* [What you need to do]
[1] Answer these from the text on forced displacement:
(a) How many people have been displaced, according to the report?
(b) Who is the UN high commissioner for refugees?
(c) How many refugees were able to return home in the past decade?
[2] Quote the stretch of the text on forced displacement from "1 in every 97" through "are finding solutions.".
[3] Continue the text on forced displacement from where it stops.

* [Selected passage]
--------------------

1 in every 97 people around the world today has been displaced from their home, making up 1% of all humanity, according to a report from the UN Refugee Agency. Fueled by human rights violations, persecutions, and disruptions of public order, 79.5 million people have been both internationally and domestically displaced — highest-ever, and double the 2010 numbers — at a rate far greater than that at which countries are finding solutions.
“Forced displacement nowadays is not only vastly more widespread but is simply no longer a short-term and temporary phenomenon,” UN high commissioner for refugees, Filippo Grandi, said in a statement. “We need a fundamentally new and more accepting attitude towards all who flee, coupled with a much more determined drive to unlock conflicts that go on for years and that are at the root of such immense suffering.”
The hope that refugees will one day be able to go back to their homes after the resolution of the conflicts that drove them out has severely diminished in the last decade, the report finds. Only four million refugees were able to return home in the past decade; they didn’t necessarily return to stable conditions where they were able to re-settle, it adds.

--------------------

* [Data shown]
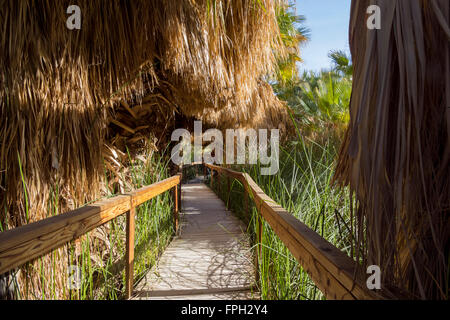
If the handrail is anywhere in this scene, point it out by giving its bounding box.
[205,164,383,300]
[0,174,181,299]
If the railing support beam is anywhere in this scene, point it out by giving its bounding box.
[125,207,136,300]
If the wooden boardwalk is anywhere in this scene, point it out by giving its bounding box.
[133,183,259,300]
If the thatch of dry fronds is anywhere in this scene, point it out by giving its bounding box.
[0,0,286,298]
[336,0,450,299]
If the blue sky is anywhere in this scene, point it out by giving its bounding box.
[295,0,351,71]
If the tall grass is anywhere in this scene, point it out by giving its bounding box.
[7,149,173,300]
[209,138,352,300]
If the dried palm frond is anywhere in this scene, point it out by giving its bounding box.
[0,0,290,300]
[335,0,450,299]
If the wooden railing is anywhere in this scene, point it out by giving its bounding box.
[0,174,181,299]
[205,164,383,300]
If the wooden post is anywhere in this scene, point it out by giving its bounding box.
[217,171,220,198]
[125,205,136,300]
[256,212,263,282]
[244,189,249,217]
[209,169,214,190]
[227,176,231,210]
[173,185,178,234]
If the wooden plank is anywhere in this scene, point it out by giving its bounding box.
[207,165,382,299]
[134,184,255,299]
[0,175,180,274]
[173,186,178,234]
[125,207,136,299]
[132,175,180,206]
[0,195,130,274]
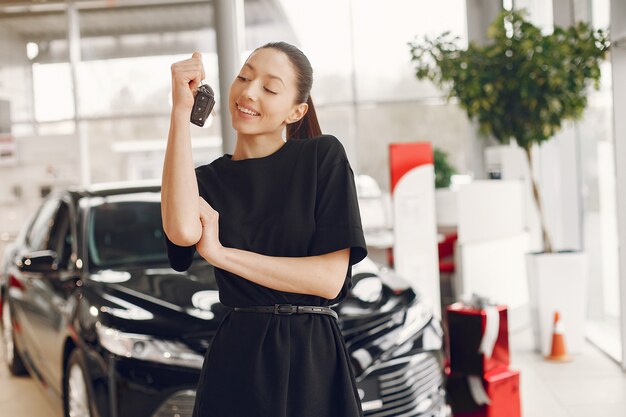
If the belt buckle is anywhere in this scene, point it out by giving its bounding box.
[274,304,295,316]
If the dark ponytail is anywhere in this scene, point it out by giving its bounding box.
[257,42,322,140]
[287,96,322,140]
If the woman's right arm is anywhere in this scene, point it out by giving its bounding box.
[161,52,205,246]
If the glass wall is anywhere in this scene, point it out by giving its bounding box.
[579,0,622,362]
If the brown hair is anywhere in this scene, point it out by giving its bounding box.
[257,42,322,139]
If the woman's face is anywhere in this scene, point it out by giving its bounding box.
[229,48,307,135]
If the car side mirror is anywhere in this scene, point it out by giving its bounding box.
[18,250,58,272]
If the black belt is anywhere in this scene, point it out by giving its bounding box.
[233,304,338,320]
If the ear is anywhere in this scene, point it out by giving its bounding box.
[285,103,309,124]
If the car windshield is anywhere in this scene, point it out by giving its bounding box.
[87,200,200,269]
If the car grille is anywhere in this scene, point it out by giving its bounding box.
[152,390,196,417]
[363,352,446,417]
[181,332,215,355]
[341,310,405,351]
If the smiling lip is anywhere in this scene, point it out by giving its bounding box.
[235,102,261,116]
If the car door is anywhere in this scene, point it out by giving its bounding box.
[8,198,60,376]
[14,199,79,393]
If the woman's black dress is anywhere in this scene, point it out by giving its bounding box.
[166,135,367,417]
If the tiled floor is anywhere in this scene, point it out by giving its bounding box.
[0,331,626,417]
[510,330,626,417]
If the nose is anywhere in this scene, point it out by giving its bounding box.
[243,80,259,101]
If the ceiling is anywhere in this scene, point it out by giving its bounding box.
[0,0,293,62]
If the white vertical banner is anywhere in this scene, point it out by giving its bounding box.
[393,164,441,318]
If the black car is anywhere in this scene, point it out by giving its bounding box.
[0,184,448,417]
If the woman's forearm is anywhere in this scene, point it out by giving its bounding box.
[161,108,202,246]
[214,247,350,299]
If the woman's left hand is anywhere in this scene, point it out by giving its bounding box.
[196,197,224,266]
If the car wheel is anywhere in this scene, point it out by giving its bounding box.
[63,349,92,417]
[2,300,28,376]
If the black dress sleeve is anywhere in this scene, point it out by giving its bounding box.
[309,136,367,265]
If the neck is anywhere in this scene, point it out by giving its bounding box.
[232,131,285,161]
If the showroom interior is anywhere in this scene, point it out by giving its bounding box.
[0,0,626,417]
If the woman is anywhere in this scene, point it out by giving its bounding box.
[161,42,367,417]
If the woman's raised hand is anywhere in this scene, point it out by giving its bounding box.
[196,197,224,266]
[171,52,205,111]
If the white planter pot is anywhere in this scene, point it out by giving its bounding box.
[526,252,588,356]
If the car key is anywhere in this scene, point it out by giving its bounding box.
[190,84,215,127]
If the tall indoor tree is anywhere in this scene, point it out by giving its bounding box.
[409,10,609,253]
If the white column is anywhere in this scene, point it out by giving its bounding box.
[213,0,245,153]
[610,0,626,371]
[66,1,91,186]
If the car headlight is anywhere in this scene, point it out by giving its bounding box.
[96,323,204,369]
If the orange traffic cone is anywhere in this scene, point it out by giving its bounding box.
[546,311,571,362]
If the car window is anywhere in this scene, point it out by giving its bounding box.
[26,198,59,251]
[47,202,72,269]
[87,201,190,269]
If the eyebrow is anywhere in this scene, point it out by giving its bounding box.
[243,62,285,85]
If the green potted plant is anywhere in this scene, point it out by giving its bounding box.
[433,147,456,188]
[409,11,609,351]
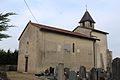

--------------------

* [Per-task outputs]
[1]
(a) 79.5 million people
(b) Filippo Grandi
(c) Four million

[2]
1 in every 97 people around the world today has been displaced from their home, making up 1% of all humanity, according to a report from the UN Refugee Agency. Fueled by human rights violations, persecutions, and disruptions of public order, 79.5 million people have been both internationally and domestically displaced — highest-ever, and double the 2010 numbers — at a rate far greater than that at which countries are finding solutions.

[3]
The coronavirus pandemic, in addition, has led to countries closing their borders, keeping refugees out of their lands and at increased risk of poor health and starvation — a reality borne out of suspicion and fear that shows no signs of changing in the near future. With the stark, never-before-seen numbers delineated in the report, the need of the hour is to implement long-term, rehabilitative solutions for those displaced from their homes and seeking asylum in foreign lands, rather than keeping them in temporary relief camps.
Related on The Swaddle:
Lockdowns, Quarantines Put Refugee Women At Risk For Gender-Based Violence: UN Refugee Agency
Even if accepted, refugees often have to suffer a lack of physical and mental health infrastructure that makes their transition difficult, and social marginalization, often bordering on racist, anti-immigrant hate, that further compounds their isolation and alienation. The latter is also exacerbated with right-wing governments all around the world that are attempting to further a nationalist anti-immigrant, often anti-Muslim, sentiment that renders asylum environments hostile for refugees — for example, the NRC-CAA introduced in India that seeks to keep Muslim refugees out of India, and further disenfranchise the country’s Muslim population.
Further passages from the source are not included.